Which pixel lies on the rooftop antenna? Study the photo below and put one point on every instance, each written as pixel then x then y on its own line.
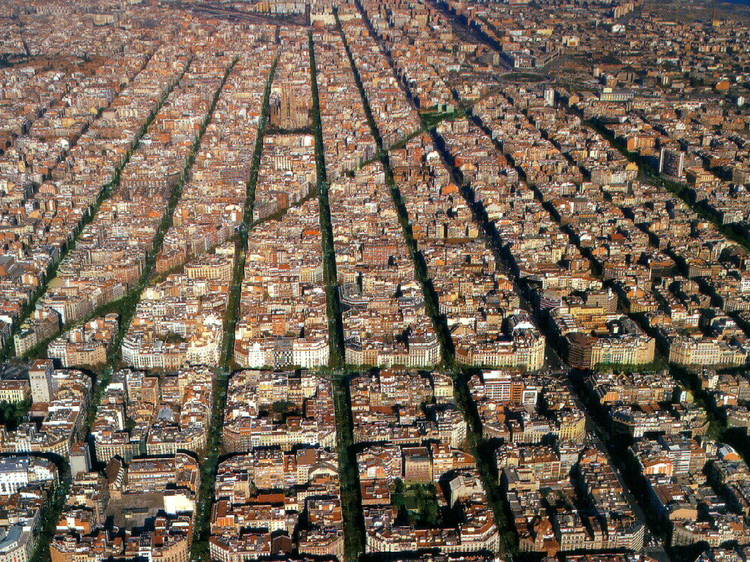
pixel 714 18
..........
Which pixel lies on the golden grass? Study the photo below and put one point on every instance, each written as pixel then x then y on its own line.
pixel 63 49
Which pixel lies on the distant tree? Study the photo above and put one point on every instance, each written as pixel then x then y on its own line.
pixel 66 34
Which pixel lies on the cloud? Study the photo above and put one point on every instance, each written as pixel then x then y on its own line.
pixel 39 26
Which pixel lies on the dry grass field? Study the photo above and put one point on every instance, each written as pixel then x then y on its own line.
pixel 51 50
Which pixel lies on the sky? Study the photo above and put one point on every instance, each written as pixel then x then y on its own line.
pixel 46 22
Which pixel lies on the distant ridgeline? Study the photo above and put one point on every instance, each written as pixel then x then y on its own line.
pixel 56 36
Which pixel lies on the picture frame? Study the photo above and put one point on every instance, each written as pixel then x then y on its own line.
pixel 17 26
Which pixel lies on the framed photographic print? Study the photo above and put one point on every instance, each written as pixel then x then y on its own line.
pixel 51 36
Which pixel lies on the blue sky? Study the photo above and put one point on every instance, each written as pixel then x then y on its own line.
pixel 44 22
..........
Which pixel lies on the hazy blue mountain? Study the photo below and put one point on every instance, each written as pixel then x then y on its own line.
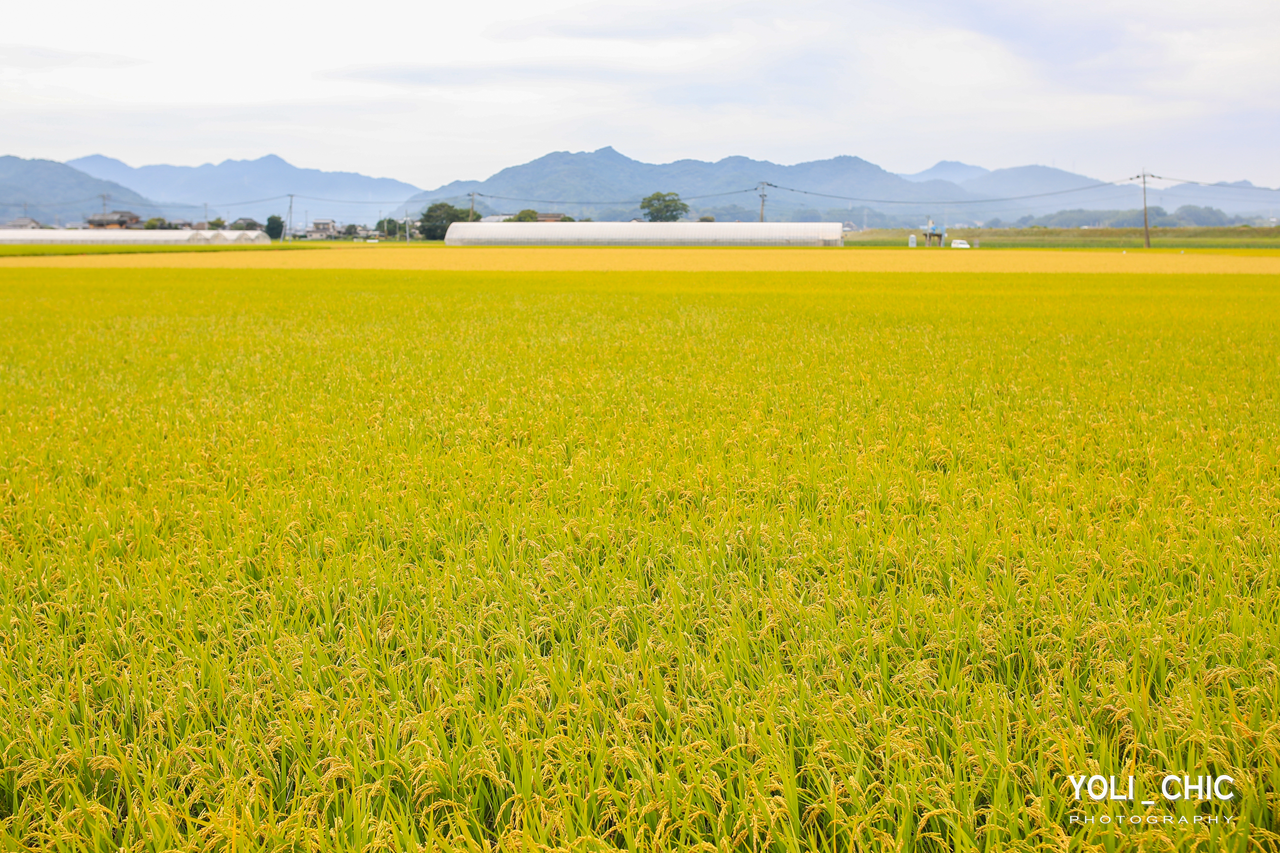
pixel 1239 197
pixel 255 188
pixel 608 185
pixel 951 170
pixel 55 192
..........
→ Requirements
Rewrite only the data starting with the line that contains "Which pixel lies on the dry" and going on through the line that contains "pixel 44 22", changing "Study" to "Examine" and leaving everything else the same.

→ Task answer
Which pixel lies on the dry grass field? Examine the photo above and put one point on every instance, each written as pixel then x then y on its own line.
pixel 51 50
Which pixel lies on the sky? Examine the photo above and put one point on every instance, each written as pixel then x then y on its own line.
pixel 46 22
Which pixel lies on the distant ridgeline? Examine the photo above and put one point on every instance, each written as pixel then x then y on its own line.
pixel 56 36
Which pixel lies on the picture frame? Examine the photo above and put one point on every instance, each written as pixel then x then y on its own line.
pixel 17 26
Which pixel lies on the framed photographic print? Examine the photo above and put one point on every instance, each written as pixel then x then y on its own line.
pixel 51 36
Which pixel lies on the blue sky? Examine the photo above and put one point on every instance, each written as pixel then x then y on its own line.
pixel 44 22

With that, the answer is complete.